EXTRACTED TEXT:

────────────────────

July 6 will mark the 23rd anniversary of the Storm King Mountain Fire just outside Glenwood Springs, as tragic and momentous an event as this area has ever seen. Fourteen firefighters were killed. For this innocent from back east, it was heart-wrenching and intimidating. I was the Glenwood Post’s man on the scene.

I was a lowly stringer for the Post, paid by the line with no salary. Managing Editor Dennis Webb had no choice when he got word of the fire. Both of his staff reporters were out on other assignments. He had to send me.

The summer of 1994 was hot and dry, just like 2017, and a bad fire season. I had been out on wildfires earlier that summer and they covered many acres, but there were no injuries.

I knew something was up when up when I arrived at Canyon Creek Estates and there were all these state and national reporters and television cameras around. I soon found out there were dead firefighters up on the mountain.

The fire actually started July 2 when lightning hit a tree. For a while, the tree was the only thing burning and the fire remained under control until July 5 when the Canyon Creek Estates residents became concerned and firefighters began fighting the fire in earnest. By July 6, the wildfire was out of control and Hotshots, Smokejumpers, and Helitack firefighters were called in from all over the country.

The firefighters actually were not directly involved with the wildfire when they were overcome. They were digging firelines between the fire and Glenwood Springs. One place you don’t want to be is uphill and downwind from a wall of fire. You cannot outrun such a wildfire. The firefighters knew that, but they got caught off guard by a sudden and unexpected wind shift.

────────────────────

TASK TO CARRY OUT: According to the account of the Storm King Mountain Fire, what started the fire, and on what date? The listing that comes next is separate material and has no connection to the account of the Storm King Mountain Fire.

EXTRACTED RECORDS:

────────────────────

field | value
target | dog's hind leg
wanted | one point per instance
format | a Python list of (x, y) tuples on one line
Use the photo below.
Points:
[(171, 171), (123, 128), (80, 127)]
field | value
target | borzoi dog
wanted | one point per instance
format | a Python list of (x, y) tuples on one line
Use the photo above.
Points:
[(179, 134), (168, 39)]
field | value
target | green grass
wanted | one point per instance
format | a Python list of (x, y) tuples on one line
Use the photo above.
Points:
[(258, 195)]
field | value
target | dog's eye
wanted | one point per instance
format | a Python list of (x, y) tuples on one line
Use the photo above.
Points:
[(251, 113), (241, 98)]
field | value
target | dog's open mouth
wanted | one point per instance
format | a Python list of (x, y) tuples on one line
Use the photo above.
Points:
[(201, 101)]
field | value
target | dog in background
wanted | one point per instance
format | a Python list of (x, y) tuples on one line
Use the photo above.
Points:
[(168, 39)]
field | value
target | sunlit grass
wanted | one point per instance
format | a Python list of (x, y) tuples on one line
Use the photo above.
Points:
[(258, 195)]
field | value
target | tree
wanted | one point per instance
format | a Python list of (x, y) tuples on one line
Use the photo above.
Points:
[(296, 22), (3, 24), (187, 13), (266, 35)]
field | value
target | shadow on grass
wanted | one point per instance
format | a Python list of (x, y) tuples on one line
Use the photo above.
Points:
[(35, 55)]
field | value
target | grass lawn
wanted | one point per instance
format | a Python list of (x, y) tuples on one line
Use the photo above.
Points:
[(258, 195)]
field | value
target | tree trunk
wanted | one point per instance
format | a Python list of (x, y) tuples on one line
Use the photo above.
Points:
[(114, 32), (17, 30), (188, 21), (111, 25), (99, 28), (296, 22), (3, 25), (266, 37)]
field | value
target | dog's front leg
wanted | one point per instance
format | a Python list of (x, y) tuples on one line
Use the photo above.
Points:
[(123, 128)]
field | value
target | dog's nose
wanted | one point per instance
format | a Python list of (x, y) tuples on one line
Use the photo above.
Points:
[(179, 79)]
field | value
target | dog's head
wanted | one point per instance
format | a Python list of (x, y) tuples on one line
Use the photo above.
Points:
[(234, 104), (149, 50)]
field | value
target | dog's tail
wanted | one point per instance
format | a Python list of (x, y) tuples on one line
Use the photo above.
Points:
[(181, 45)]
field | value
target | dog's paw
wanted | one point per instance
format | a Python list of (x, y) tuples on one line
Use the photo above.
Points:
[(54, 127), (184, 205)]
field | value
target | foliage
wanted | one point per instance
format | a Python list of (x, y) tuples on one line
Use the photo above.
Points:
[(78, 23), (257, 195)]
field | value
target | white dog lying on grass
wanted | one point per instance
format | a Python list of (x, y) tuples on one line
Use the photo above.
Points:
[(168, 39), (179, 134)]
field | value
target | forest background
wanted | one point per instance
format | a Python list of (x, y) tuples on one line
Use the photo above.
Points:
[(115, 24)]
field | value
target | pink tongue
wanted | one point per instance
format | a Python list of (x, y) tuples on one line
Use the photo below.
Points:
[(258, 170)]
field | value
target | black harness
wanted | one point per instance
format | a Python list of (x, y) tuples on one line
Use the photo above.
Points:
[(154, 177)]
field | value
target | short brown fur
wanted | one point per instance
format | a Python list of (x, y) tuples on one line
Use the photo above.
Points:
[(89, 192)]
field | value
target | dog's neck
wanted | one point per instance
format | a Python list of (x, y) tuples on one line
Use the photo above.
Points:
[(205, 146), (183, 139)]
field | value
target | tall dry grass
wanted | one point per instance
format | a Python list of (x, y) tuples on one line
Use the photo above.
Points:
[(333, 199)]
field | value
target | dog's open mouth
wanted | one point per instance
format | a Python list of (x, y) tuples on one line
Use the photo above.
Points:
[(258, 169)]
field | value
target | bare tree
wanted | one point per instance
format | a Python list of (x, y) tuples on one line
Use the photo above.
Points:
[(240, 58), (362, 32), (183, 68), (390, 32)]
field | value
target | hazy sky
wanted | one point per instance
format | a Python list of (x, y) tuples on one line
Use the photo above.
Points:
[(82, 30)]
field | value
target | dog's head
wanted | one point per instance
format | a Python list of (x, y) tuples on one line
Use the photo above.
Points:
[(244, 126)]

────────────────────

EXPECTED ANSWER: Lightning hit a tree on July 2.